* About this exercise *
Below are records to be repeated in full. Give them exactly.
- - - -
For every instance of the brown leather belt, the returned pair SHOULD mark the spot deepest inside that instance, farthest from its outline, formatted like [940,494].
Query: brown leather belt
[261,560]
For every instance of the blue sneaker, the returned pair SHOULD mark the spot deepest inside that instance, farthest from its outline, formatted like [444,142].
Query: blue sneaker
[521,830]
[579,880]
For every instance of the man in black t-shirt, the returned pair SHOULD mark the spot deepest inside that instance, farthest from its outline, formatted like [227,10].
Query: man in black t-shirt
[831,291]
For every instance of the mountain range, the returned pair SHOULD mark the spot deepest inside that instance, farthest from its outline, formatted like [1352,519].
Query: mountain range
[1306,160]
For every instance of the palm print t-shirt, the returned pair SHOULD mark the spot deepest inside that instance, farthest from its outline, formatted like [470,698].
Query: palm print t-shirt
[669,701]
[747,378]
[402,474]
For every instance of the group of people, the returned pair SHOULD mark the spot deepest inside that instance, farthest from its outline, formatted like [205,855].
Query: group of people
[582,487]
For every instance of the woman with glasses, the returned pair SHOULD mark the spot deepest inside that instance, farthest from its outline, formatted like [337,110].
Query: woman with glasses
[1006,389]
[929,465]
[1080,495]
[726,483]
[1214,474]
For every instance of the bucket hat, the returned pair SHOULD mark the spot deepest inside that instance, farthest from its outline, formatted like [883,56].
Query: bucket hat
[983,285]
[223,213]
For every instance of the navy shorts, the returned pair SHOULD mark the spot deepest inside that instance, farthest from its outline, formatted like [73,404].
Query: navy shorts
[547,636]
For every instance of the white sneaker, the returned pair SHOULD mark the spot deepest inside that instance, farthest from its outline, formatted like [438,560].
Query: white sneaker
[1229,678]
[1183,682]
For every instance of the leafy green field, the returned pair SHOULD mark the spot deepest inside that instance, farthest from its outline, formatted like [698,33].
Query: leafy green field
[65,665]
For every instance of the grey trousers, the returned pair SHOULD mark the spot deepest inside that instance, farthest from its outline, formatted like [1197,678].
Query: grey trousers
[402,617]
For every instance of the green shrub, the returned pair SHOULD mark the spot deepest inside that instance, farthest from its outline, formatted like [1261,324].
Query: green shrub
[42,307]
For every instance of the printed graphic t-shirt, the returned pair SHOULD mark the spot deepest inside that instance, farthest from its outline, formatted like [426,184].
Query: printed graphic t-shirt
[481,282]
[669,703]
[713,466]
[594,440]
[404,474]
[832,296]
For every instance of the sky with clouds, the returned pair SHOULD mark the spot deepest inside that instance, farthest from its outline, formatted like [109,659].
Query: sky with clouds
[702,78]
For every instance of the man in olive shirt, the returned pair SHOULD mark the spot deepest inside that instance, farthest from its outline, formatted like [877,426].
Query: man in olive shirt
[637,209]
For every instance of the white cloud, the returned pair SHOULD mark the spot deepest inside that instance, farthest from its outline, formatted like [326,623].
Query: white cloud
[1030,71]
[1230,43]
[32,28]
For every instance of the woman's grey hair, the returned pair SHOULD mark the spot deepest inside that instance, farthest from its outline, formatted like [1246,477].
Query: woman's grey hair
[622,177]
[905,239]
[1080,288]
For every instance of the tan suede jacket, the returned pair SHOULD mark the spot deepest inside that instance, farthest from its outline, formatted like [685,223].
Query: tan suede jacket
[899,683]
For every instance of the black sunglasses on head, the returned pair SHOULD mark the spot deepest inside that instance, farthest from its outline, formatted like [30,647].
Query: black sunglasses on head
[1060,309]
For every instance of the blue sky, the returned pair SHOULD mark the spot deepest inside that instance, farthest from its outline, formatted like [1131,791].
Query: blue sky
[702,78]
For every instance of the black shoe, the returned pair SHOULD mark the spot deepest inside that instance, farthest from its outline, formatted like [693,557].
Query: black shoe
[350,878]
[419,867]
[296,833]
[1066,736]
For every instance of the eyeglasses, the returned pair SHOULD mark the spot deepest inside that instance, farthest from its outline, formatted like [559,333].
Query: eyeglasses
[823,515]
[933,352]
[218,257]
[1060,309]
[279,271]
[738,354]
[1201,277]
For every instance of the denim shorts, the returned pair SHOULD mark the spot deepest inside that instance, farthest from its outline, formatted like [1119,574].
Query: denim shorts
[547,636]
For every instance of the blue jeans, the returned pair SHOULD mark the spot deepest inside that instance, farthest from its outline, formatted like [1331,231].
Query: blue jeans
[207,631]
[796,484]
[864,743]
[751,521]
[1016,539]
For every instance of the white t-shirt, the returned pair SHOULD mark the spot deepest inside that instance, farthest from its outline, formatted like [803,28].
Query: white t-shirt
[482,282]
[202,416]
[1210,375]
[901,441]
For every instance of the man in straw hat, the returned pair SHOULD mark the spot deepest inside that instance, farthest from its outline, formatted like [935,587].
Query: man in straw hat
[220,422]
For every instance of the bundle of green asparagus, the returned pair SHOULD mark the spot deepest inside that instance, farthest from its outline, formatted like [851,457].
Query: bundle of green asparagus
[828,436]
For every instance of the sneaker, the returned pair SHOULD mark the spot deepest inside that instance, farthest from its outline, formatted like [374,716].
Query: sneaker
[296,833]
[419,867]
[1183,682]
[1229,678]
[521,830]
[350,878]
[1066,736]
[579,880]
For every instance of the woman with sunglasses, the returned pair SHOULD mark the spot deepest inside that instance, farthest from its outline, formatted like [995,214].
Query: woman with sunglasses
- - - -
* Response below *
For every instance of the brown leather belt, the returned pair SHOULD mark the spot deepest inside that instance, farthest from its outline, formatted like [940,494].
Query: brown leather belt
[261,560]
For every instance of the blue sneaker, the returned pair SHOULD mark the spot deepest inside that instance, farthest from its outline, formatted like [444,142].
Query: blue sneaker
[521,830]
[579,880]
For every instance of the man in black t-shirt, the returned pair SHOULD mark the spot deepest inside that instance, farthest from its outline, formatted like [227,10].
Query: man in black t-shirt
[831,291]
For every instance of the mountain range, the returned pair SHOULD mark the spot deepest inside that instance, farthest from its outline, formatted like [1352,519].
Query: mountain range
[1306,160]
For every instance of the palm print t-shirt, the returned pair SHOULD mark the spot deepest inside that instance, farthest from its outline, formatted like [470,698].
Query: palm print t-shirt
[669,701]
[747,378]
[402,474]
For every instance of the group of people, the returned pair SHOULD mark the spot deepest inside that instance, farthest from its outline, formatted like [205,855].
Query: group of people
[582,487]
For every instance of the woman with glasses, the returned pair SHOULD mark the spot deepest inside that instance, farthest from its outline, formatted like [337,110].
Query: woman with glasses
[1006,389]
[929,465]
[1080,495]
[726,483]
[1214,474]
For every instance of the bucket hat, the returned pair SHOULD mark the spot deepest inside that instance, farthest from its outline, formatted like [883,56].
Query: bucket hat
[983,285]
[223,213]
For every instance of the navy shorts, the returned pair SHOULD mark the spot deepest inside that instance, farthest from its outline, formatted like [73,404].
Query: navy shorts
[547,636]
For every instance of the white sneaker, the returned pair SHOULD mark the spot deepest inside that instance, farthest from its outline, formatted like [438,560].
Query: white sneaker
[1229,678]
[1183,682]
For every instance of the leafy green field, the returned pair SHOULD mark the spot deepest inside that instance, farthest from its outline, formatted like [698,33].
Query: leafy green field
[65,665]
For every instance of the grey trousers, the returned pair SHOULD mark the spot deepest inside that instance, farthest from its outline, formatted like [1197,678].
Query: grey trousers
[402,617]
For every instance of the green shrub, the returned pair SHOULD mark the spot deepest inside that instance, farthest from its outline, formatted like [1261,324].
Query: green shrub
[42,307]
For every instance of the printed graphic t-shirt, the returned pair SHOULD mark the spot deepest inside that instance, farthest from its outline, formatted like [426,184].
Query: printed graphic t-shirt
[481,282]
[669,703]
[713,466]
[594,440]
[404,474]
[832,296]
For every instance of the sky with clouds, the returned pair SHOULD mark the spot deepest inside that instance, farthest from its outline, formatted like [109,659].
Query: sky with clouds
[702,78]
For every instance of the man in olive shirt, the returned pair SHOULD mark the spot deepest inside that instance, farthest from its outline, formatted like [877,426].
Query: man in olive shirt
[637,209]
For every instance of the white cloud, the returned pair SHOULD mark the spot deepest inside that instance, farthest from its outline, formatted like [326,623].
Query: white cloud
[1030,71]
[1230,43]
[32,28]
For every instance of the woman's grey hair, the returned pair SHOULD mark the spot deepest inside that instance, farthest from its outline, formatted like [1246,477].
Query: woman's grey hair
[622,177]
[905,239]
[1080,288]
For every instance of the tan suede jacket, the returned pair SHOULD mark the spot deepest inside that instance, farthest from its outline, formatted like [685,223].
Query: tan suede jacket
[899,683]
For every instance of the black sunglasses on head, the returned pair SHOULD mark the spot deepest inside that instance, farthest from its outline, formatted like [30,647].
Query: black sunglasses on head
[1060,309]
For every instance of the blue sky, the returned pair SHOULD mark the spot deepest inside that instance, farthest from its outline, formatted like [1131,791].
Query: blue sky
[702,78]
For every instance of the black shoe, the returned pair SHOULD mark the spot deepest inside that instance, farthest from its outline, formatted like [693,557].
Query: black shoe
[350,878]
[419,867]
[296,833]
[1066,736]
For every instance of the eyeglasses, the returned pair SHOULD mark the spot deepest inside that instance, farthest from its outline, formatted like [559,333].
Query: eyeglasses
[823,515]
[933,352]
[218,257]
[1060,309]
[279,271]
[738,354]
[1201,277]
For every instance of the denim shorts, the returned pair SHOULD mark the spot deepest inside that instance, farthest from its outline, formatted like [1119,574].
Query: denim shorts
[547,636]
For every instance of the blue jeans, the returned pair SHOULD mark the spot deepest inside that instance, farthest from its outline, formatted like [1331,231].
Query: blue jeans
[207,631]
[796,484]
[864,743]
[751,521]
[1016,539]
For every instance of the white t-shirt, the returned pair SHOULD mark the spot deepest inside that instance, farthest from its outline, formatted like [803,28].
Query: white t-shirt
[482,282]
[202,416]
[1210,375]
[901,441]
For every instance of the man in straw hat, the returned pair SHOULD mark the spot deepest inside that instance, farthest from its outline, formatted like [935,587].
Query: man in straw hat
[220,422]
For every instance of the bundle of green asparagus, the returned pair SHOULD mark the spot deepest inside that instance, farthest from its outline, formatted like [851,457].
Query: bundle of green asparagus
[828,436]
For every instance of the sneaker, the returned pair SHOULD mark the spot deepest inside that instance, farthest from its outline, formatted like [374,716].
Query: sneaker
[296,833]
[419,867]
[1183,682]
[1229,678]
[521,830]
[350,878]
[1066,736]
[579,880]
For every instance of the woman with sunglasses, the returned pair SHOULD mark the spot deepest inside that instance, farthest from its outline, formatted like [995,214].
Query: woman with sunglasses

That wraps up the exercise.